Without the pictures, set down the records below word for word.

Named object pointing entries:
━━━━
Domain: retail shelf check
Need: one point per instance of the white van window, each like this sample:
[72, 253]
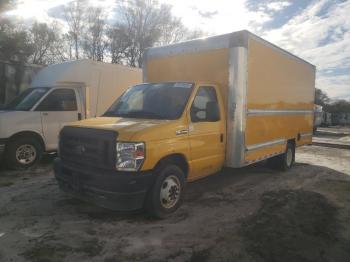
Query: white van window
[27, 99]
[59, 100]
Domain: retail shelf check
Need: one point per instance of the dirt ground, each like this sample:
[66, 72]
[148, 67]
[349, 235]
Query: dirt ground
[249, 214]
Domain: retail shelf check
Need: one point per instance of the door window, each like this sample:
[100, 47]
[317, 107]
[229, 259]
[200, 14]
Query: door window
[205, 107]
[59, 100]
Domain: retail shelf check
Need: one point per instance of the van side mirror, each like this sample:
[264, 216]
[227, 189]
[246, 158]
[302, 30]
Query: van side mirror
[213, 112]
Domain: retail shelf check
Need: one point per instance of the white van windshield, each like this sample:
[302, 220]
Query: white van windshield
[27, 99]
[152, 101]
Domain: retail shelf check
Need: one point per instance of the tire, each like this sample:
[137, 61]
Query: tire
[286, 160]
[170, 183]
[23, 152]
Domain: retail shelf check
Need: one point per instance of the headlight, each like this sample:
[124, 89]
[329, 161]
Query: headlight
[130, 156]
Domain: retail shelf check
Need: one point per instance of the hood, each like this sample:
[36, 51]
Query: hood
[132, 129]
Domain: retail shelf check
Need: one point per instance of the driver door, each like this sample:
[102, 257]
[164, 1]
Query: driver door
[59, 107]
[206, 132]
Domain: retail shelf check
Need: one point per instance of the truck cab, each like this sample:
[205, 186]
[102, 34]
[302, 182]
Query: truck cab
[151, 141]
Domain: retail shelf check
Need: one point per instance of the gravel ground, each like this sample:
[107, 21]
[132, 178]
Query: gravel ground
[248, 214]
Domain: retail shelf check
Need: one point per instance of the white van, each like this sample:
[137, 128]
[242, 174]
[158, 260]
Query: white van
[60, 93]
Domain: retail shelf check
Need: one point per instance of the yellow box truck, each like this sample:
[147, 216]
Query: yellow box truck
[229, 100]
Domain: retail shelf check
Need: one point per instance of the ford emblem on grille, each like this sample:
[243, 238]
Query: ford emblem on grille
[80, 149]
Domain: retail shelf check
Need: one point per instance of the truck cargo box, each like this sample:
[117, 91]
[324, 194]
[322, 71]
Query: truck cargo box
[269, 92]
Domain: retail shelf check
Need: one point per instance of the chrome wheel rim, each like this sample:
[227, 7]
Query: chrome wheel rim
[26, 154]
[289, 157]
[170, 191]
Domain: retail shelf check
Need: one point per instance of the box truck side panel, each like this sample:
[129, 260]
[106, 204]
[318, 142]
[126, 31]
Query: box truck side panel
[280, 95]
[277, 80]
[204, 66]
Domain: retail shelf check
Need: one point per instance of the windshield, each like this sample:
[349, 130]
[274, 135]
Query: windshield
[27, 99]
[152, 101]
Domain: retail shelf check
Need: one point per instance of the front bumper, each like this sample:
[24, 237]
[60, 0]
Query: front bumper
[121, 191]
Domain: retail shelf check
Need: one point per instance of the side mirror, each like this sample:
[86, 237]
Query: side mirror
[213, 113]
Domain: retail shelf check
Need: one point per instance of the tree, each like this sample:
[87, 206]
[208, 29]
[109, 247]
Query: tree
[46, 42]
[142, 24]
[15, 43]
[75, 14]
[5, 4]
[94, 43]
[321, 98]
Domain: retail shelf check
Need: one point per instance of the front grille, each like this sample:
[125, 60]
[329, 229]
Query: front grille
[88, 147]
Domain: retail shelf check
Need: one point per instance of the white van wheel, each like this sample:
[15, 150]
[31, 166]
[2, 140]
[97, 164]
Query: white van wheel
[26, 154]
[23, 152]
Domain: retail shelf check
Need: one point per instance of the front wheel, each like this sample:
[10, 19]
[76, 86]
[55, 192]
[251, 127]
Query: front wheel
[23, 153]
[165, 197]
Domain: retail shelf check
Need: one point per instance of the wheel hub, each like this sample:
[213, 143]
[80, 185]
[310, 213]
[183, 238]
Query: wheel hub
[170, 192]
[26, 154]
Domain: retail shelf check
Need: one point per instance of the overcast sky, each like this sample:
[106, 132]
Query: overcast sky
[317, 31]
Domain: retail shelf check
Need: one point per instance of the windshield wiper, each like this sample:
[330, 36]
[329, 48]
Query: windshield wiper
[136, 113]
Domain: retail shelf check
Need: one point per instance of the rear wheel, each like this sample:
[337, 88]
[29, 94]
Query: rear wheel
[286, 160]
[165, 197]
[23, 152]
━━━━
**EXERCISE OUTPUT**:
Domain: retail shelf check
Need: one point per instance of the white van window, each like this sample:
[72, 253]
Query: white van window
[27, 99]
[59, 100]
Domain: retail shelf check
Need: one point per instance of the dirt ground, each like this sample:
[66, 72]
[148, 67]
[349, 235]
Query: dirt ground
[249, 214]
Domain: retail shelf check
Need: one point per instance of the door window, each like this sample:
[100, 47]
[317, 107]
[229, 259]
[200, 14]
Query: door window
[205, 107]
[59, 100]
Domain: retail shelf check
Need: one point per instance of the van side mirror, each like this sample:
[264, 216]
[227, 189]
[246, 158]
[302, 30]
Query: van side mirror
[213, 112]
Domain: retail shelf check
Need: one point per instance of the white van windshield, each like this sample:
[302, 220]
Query: white van windshield
[27, 99]
[152, 101]
Domain: retail shelf check
Need: one point per instance of the tire, each like this sample:
[137, 61]
Query: tire
[286, 160]
[170, 183]
[23, 152]
Domain: retail shelf check
Need: one point per instance of the headlight, each like this sample:
[124, 89]
[329, 161]
Query: headlight
[130, 156]
Domain: retail shelf check
Need: one point per instance of the hood, each like this sample:
[36, 51]
Query: hood
[132, 129]
Domain: retail shelf check
Need: one point per instance of the driver door, each like this sample:
[102, 257]
[164, 1]
Query: driver door
[59, 107]
[206, 132]
Domain: retail shelf check
Need: one point per instance of the truck cab, each like this sample:
[205, 186]
[102, 34]
[302, 182]
Query: truck cab
[151, 141]
Domain: retail shelf check
Need: one point per instance of the gravel ground, each like this sample:
[107, 21]
[132, 178]
Query: gravel ground
[248, 214]
Domain: retail shelf check
Need: one point per instance of the white van, each like this sample:
[137, 128]
[242, 174]
[158, 260]
Query: white van
[60, 93]
Domain: retail shelf check
Need: one point per instance of the yellow box truck, each like this sample:
[147, 216]
Query: yellow box truck
[229, 100]
Domain: retail shelf check
Need: one point per instance of the ford emblem on grille, each like this sample:
[243, 238]
Query: ford emblem on grille
[80, 149]
Domain: retail shelf check
Need: one point per instance of the truck cargo box, each like this sample:
[117, 91]
[324, 194]
[322, 71]
Query: truck cargo box
[269, 92]
Domain: retail shelf check
Need: one point per instance of the chrome wheel rim, each like this sample:
[227, 7]
Query: chrome wheel rim
[26, 154]
[289, 157]
[170, 191]
Domain: retail shelf check
Need: one point per instance of the box truck side panel, each like this sample:
[129, 260]
[106, 204]
[318, 142]
[126, 31]
Query: box truck side panel
[280, 95]
[277, 80]
[204, 66]
Domain: retail shelf check
Need: one point per instance of the windshield, each like this sample:
[349, 130]
[274, 135]
Query: windshield
[27, 99]
[152, 101]
Domain: retail shelf check
Need: one point per instance of the front bumper, each like this sample:
[24, 237]
[60, 0]
Query: front bumper
[121, 191]
Domain: retail shelf check
Need: one point per instance of the side mirror, each like this sample:
[86, 237]
Query: side mirror
[213, 113]
Domain: retail shelf check
Need: one point per instance of the tree, each like this sample:
[87, 206]
[208, 29]
[109, 247]
Query: tree
[46, 42]
[142, 24]
[15, 43]
[75, 14]
[5, 4]
[94, 43]
[321, 98]
Domain: retail shelf check
Need: one point per instance of the front grille, each like this sample:
[125, 60]
[329, 229]
Query: front grille
[88, 147]
Domain: retail shelf check
Need: one point per instance of the white van wheel, each like this sample:
[15, 150]
[31, 166]
[2, 140]
[97, 164]
Query: white van wheel
[26, 154]
[23, 152]
Domain: retail shelf check
Need: one point per instance of the front wheel, each like this sample:
[10, 19]
[76, 86]
[55, 192]
[251, 127]
Query: front wheel
[23, 153]
[165, 197]
Domain: retail shelf check
Need: one point per instance of the wheel hub, each like this sample:
[213, 143]
[80, 185]
[310, 213]
[183, 238]
Query: wheel hub
[170, 192]
[26, 154]
Domain: retail shelf check
Need: one point per instance of the overcast sky, each like this sample:
[106, 132]
Query: overcast sky
[317, 31]
Domain: retail shelf check
Need: one point per instance of the windshield wiper, each like this sample:
[330, 36]
[329, 48]
Query: windshield wiper
[136, 113]
Domain: retail shelf check
Need: one point per instance of the rear wheel, each like this sample:
[337, 88]
[29, 94]
Query: rear wheel
[286, 160]
[165, 197]
[23, 152]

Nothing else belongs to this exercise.